§ **Data extract**:
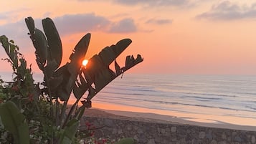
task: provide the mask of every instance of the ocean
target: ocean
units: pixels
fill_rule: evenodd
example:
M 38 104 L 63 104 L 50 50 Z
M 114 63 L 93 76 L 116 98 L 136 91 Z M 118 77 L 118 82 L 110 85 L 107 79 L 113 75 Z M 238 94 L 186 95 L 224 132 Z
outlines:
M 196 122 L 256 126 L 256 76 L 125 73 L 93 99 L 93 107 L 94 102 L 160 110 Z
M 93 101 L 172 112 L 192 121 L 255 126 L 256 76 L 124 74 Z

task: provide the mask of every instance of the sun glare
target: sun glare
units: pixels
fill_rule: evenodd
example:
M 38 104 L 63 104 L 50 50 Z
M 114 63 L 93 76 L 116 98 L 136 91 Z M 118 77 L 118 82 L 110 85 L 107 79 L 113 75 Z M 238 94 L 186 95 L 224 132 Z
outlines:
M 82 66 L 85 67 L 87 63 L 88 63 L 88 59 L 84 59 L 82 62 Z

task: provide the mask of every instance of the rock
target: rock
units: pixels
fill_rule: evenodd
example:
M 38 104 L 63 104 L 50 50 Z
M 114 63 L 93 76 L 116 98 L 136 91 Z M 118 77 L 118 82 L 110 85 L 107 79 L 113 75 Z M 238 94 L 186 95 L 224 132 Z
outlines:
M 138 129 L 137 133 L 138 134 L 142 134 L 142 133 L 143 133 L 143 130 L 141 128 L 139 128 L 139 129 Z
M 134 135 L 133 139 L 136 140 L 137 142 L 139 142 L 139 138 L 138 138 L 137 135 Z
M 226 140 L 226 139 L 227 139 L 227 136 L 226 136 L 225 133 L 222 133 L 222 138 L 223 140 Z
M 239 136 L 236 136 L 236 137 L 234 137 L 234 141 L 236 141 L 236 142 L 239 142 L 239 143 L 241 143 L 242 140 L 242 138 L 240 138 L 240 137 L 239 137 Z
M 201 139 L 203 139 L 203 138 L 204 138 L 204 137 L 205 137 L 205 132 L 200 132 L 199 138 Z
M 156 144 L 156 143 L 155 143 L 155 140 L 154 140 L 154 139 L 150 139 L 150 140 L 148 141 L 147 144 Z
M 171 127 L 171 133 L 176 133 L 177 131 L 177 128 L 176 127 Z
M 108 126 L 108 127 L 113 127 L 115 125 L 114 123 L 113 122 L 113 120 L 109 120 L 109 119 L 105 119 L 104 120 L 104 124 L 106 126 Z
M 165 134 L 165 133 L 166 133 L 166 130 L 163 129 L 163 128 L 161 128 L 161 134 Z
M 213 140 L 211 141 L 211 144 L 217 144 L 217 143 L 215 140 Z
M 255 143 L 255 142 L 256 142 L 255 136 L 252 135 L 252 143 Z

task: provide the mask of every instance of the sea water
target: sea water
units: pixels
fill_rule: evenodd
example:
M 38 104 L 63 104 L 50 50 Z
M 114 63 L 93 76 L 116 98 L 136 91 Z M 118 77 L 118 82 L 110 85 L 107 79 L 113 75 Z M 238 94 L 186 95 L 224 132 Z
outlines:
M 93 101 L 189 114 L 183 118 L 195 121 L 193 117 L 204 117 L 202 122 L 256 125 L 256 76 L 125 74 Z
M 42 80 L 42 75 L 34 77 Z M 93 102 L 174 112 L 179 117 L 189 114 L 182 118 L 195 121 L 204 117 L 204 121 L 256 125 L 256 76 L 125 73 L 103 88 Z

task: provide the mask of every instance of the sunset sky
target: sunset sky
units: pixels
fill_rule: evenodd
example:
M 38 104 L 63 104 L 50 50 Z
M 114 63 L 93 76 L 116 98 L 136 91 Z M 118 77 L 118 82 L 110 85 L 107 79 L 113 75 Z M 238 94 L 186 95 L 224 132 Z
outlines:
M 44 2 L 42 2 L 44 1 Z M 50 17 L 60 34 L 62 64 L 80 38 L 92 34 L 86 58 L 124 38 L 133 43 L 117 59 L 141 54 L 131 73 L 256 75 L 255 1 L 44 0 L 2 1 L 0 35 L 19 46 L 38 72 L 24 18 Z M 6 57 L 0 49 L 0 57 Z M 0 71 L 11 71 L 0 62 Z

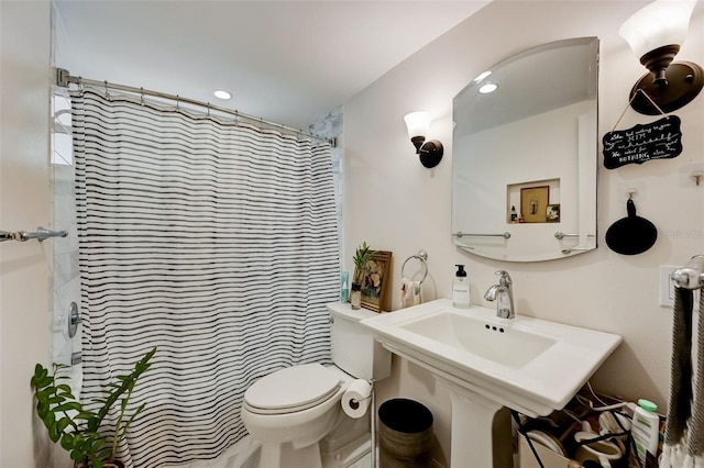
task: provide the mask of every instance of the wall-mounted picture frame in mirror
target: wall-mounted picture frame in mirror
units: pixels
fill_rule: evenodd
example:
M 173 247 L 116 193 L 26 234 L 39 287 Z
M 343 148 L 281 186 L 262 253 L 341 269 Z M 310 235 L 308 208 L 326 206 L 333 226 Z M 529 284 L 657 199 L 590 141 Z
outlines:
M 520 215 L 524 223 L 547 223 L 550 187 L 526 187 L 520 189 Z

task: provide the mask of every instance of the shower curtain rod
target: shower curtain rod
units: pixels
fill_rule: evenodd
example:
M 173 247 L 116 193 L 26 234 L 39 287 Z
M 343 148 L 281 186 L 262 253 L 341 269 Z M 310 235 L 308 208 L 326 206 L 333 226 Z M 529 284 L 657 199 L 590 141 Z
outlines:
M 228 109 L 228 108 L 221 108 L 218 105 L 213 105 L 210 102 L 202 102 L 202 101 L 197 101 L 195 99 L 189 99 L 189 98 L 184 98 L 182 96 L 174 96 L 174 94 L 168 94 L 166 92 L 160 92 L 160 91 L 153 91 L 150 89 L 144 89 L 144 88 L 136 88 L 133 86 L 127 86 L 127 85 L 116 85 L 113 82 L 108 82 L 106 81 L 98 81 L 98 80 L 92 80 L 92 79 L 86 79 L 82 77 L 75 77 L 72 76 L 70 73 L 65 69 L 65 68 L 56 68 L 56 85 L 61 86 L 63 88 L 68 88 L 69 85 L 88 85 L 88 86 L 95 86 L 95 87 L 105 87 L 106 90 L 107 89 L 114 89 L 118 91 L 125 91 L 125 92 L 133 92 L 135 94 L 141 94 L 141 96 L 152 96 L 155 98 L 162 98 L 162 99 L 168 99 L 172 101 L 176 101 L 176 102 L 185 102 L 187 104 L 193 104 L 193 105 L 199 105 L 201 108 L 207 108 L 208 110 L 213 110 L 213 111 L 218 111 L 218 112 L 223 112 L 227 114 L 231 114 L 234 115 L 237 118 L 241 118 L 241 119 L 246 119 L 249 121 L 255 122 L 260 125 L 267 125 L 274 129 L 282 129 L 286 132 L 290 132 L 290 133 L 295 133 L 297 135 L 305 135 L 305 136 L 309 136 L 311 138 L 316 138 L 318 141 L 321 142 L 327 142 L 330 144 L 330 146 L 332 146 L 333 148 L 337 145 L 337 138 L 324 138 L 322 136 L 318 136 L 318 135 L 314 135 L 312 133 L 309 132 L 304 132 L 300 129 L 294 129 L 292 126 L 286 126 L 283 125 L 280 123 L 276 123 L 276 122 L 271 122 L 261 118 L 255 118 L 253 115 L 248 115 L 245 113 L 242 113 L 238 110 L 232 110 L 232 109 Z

§ **Exercise requirements**: Reproduce every line of the records above word for word, leaving out the pictures.

§ **Problem solution**:
task: provide the mask of every instance of the ocean
target: ocean
units: pixels
fill_rule: evenodd
example:
M 38 104 L 63 104 L 50 50 Z
M 114 63 L 93 76 L 116 98 L 136 91 Z M 118 77 L 118 82 L 110 85 L 107 79 L 113 75 Z M 238 94 L 186 95 L 224 132 Z
outlines:
M 196 122 L 256 126 L 256 76 L 125 73 L 93 99 L 93 107 L 94 102 L 160 110 Z
M 93 101 L 172 112 L 192 121 L 255 126 L 256 76 L 124 74 Z

task: provide the mask of every instance of the sun glare
target: sun glare
units: pixels
fill_rule: evenodd
example:
M 38 104 L 63 104 L 50 50 Z
M 114 63 L 93 76 L 116 98 L 136 91 Z M 118 77 L 118 82 L 110 85 L 107 79 L 113 75 Z M 238 94 L 186 95 L 224 132 Z
outlines:
M 82 66 L 85 67 L 87 63 L 88 63 L 88 59 L 84 59 L 82 62 Z

task: provide the mask of every instance of the rock
target: rock
units: pixels
fill_rule: evenodd
example:
M 38 104 L 63 104 L 50 50 Z
M 114 63 L 93 76 L 116 98 L 136 91 Z M 118 77 L 118 82 L 110 85 L 107 79 L 113 75 Z M 238 94 L 186 95 L 224 132 Z
outlines:
M 138 129 L 137 133 L 138 134 L 142 134 L 142 133 L 143 133 L 143 130 L 141 128 L 139 128 L 139 129 Z
M 134 135 L 133 139 L 136 140 L 137 142 L 139 142 L 139 138 L 138 138 L 137 135 Z
M 226 140 L 226 139 L 227 139 L 227 136 L 226 136 L 225 133 L 222 133 L 222 138 L 223 140 Z
M 239 136 L 236 136 L 236 137 L 234 137 L 234 141 L 236 141 L 236 142 L 239 142 L 239 143 L 241 143 L 242 140 L 242 138 L 240 138 L 240 137 L 239 137 Z
M 201 139 L 203 139 L 203 138 L 204 138 L 204 137 L 205 137 L 205 132 L 200 132 L 199 138 Z
M 156 144 L 156 143 L 155 143 L 155 140 L 154 140 L 154 139 L 150 139 L 150 140 L 148 141 L 147 144 Z
M 171 127 L 171 133 L 176 133 L 177 131 L 177 128 L 176 127 Z
M 108 126 L 108 127 L 113 127 L 115 125 L 114 123 L 113 122 L 113 120 L 109 120 L 109 119 L 105 119 L 104 120 L 104 124 L 106 126 Z
M 165 134 L 165 133 L 166 133 L 166 130 L 163 129 L 163 128 L 161 128 L 161 134 Z
M 213 140 L 211 141 L 211 144 L 217 144 L 217 143 L 215 140 Z
M 255 143 L 255 142 L 256 142 L 255 136 L 252 135 L 252 143 Z

task: provide the mask of every instance of the sea water
target: sea water
units: pixels
fill_rule: evenodd
example:
M 38 104 L 63 104 L 50 50 Z
M 114 63 L 93 76 L 116 98 L 136 91 Z M 118 77 L 118 82 L 110 85 L 107 79 L 113 75 Z M 238 94 L 186 95 L 224 132 Z
outlines:
M 93 101 L 189 114 L 183 118 L 195 121 L 193 117 L 204 117 L 202 122 L 256 125 L 256 76 L 125 74 Z
M 42 80 L 42 75 L 34 77 Z M 93 102 L 174 112 L 179 117 L 189 114 L 182 118 L 195 121 L 204 117 L 204 121 L 256 125 L 256 76 L 125 73 L 103 88 Z

task: provide the mask of every instance of the sunset sky
target: sunset sky
units: pixels
fill_rule: evenodd
example:
M 38 104 L 63 104 L 50 50 Z
M 114 63 L 93 76 L 116 98 L 136 91 Z M 118 77 L 118 82 L 110 85 L 107 79 L 113 75 Z M 238 94 L 186 95 L 224 132 Z
outlines:
M 44 2 L 42 2 L 44 1 Z M 50 17 L 60 34 L 62 64 L 80 38 L 92 34 L 86 58 L 124 38 L 133 43 L 117 59 L 141 54 L 131 73 L 256 75 L 255 1 L 44 0 L 2 1 L 0 35 L 19 46 L 38 72 L 24 18 Z M 6 57 L 0 49 L 0 57 Z M 0 71 L 11 71 L 0 62 Z

task: provide the mask of every instance of the wall-mounted picture frame in mirror
target: wall-mounted picture frame in mirror
units: pixels
fill_rule: evenodd
example:
M 173 247 L 116 193 L 26 234 L 39 287 Z
M 343 148 L 281 186 L 262 253 L 341 269 Z M 310 235 L 308 208 L 326 206 L 333 226 Z M 529 284 L 657 199 L 590 141 Z
outlines:
M 520 215 L 524 223 L 547 223 L 550 187 L 526 187 L 520 189 Z

task: provide the mask of every instance of the shower curtain rod
target: shower curtain rod
units: pixels
fill_rule: evenodd
example:
M 173 247 L 116 193 L 26 234 L 39 287 Z
M 343 148 L 281 186 L 262 253 L 341 269 Z M 310 235 L 308 208 L 326 206 L 333 226 Z M 529 284 L 657 199 L 590 141 Z
outlines:
M 228 109 L 228 108 L 221 108 L 218 105 L 213 105 L 210 102 L 202 102 L 202 101 L 197 101 L 195 99 L 189 99 L 189 98 L 184 98 L 182 96 L 174 96 L 174 94 L 168 94 L 166 92 L 160 92 L 160 91 L 153 91 L 150 89 L 144 89 L 144 88 L 136 88 L 133 86 L 127 86 L 127 85 L 116 85 L 113 82 L 108 82 L 106 81 L 98 81 L 98 80 L 92 80 L 92 79 L 86 79 L 82 77 L 75 77 L 72 76 L 70 73 L 65 69 L 65 68 L 56 68 L 56 85 L 61 86 L 63 88 L 68 88 L 69 85 L 88 85 L 88 86 L 95 86 L 95 87 L 105 87 L 106 90 L 107 89 L 114 89 L 118 91 L 125 91 L 125 92 L 133 92 L 135 94 L 141 94 L 141 96 L 152 96 L 155 98 L 162 98 L 162 99 L 168 99 L 172 101 L 176 101 L 176 102 L 185 102 L 187 104 L 193 104 L 193 105 L 199 105 L 201 108 L 207 108 L 208 110 L 213 110 L 213 111 L 218 111 L 218 112 L 223 112 L 227 114 L 231 114 L 234 115 L 237 118 L 241 118 L 241 119 L 246 119 L 249 121 L 255 122 L 260 125 L 267 125 L 274 129 L 282 129 L 286 132 L 290 132 L 290 133 L 295 133 L 297 135 L 305 135 L 305 136 L 309 136 L 311 138 L 316 138 L 318 141 L 321 142 L 327 142 L 330 144 L 330 146 L 332 146 L 333 148 L 337 145 L 337 138 L 324 138 L 322 136 L 318 136 L 318 135 L 314 135 L 312 133 L 309 132 L 304 132 L 300 129 L 294 129 L 292 126 L 286 126 L 283 125 L 280 123 L 276 123 L 276 122 L 271 122 L 261 118 L 255 118 L 253 115 L 248 115 L 245 113 L 242 113 L 238 110 L 232 110 L 232 109 Z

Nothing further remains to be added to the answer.